Given instruction :: Write out all the entries below again, requests included, shifting each coordinate in the answers up by 12 and leaving the pictures out.

Supplied information ::
-.-.-

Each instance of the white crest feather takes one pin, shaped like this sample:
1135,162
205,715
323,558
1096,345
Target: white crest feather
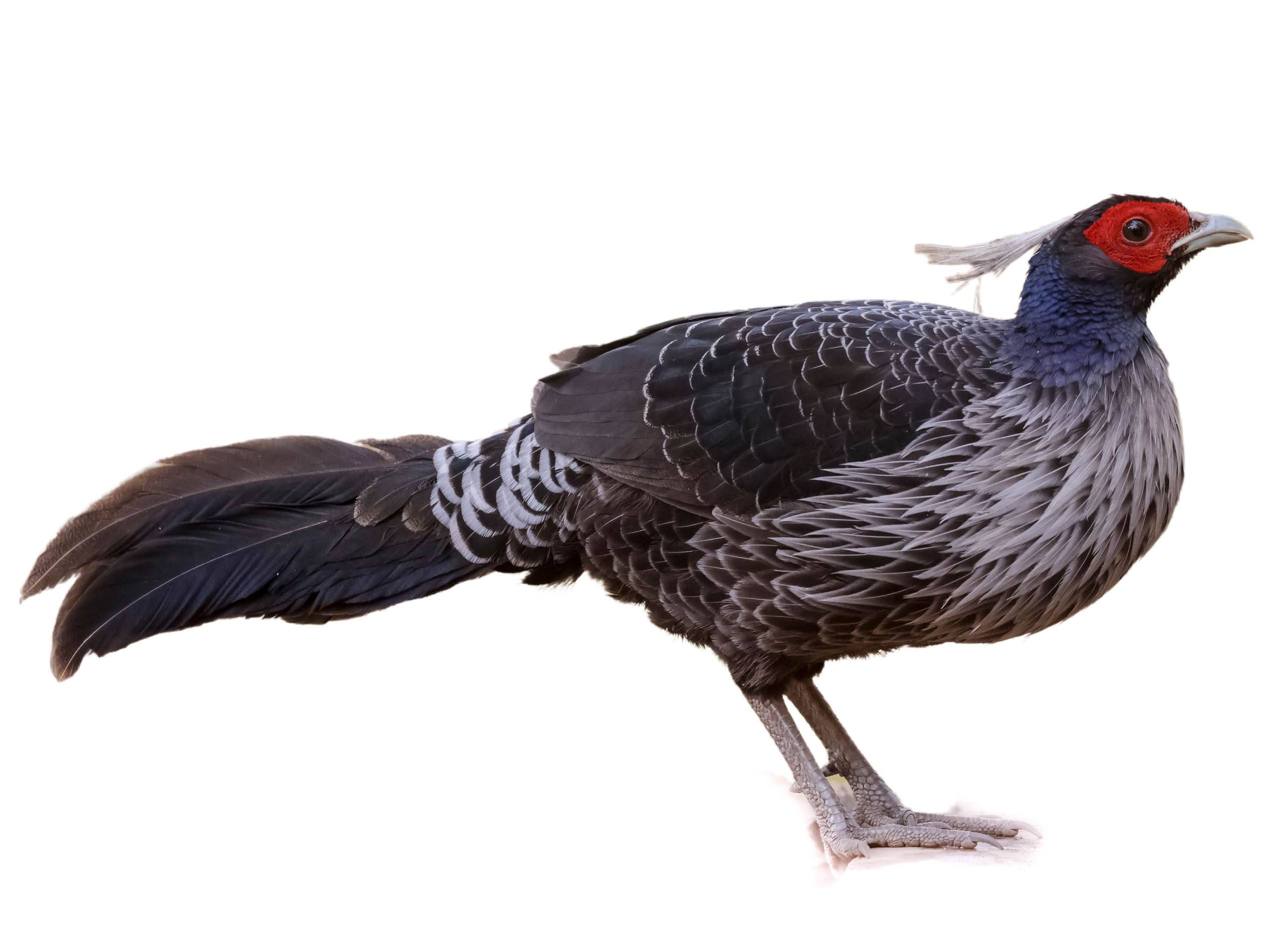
991,257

-.-.-

Response ::
Each instance of the white crest feather takes one pin, shaped like this sample:
1135,162
205,715
323,558
1096,345
Target: white crest feather
1003,269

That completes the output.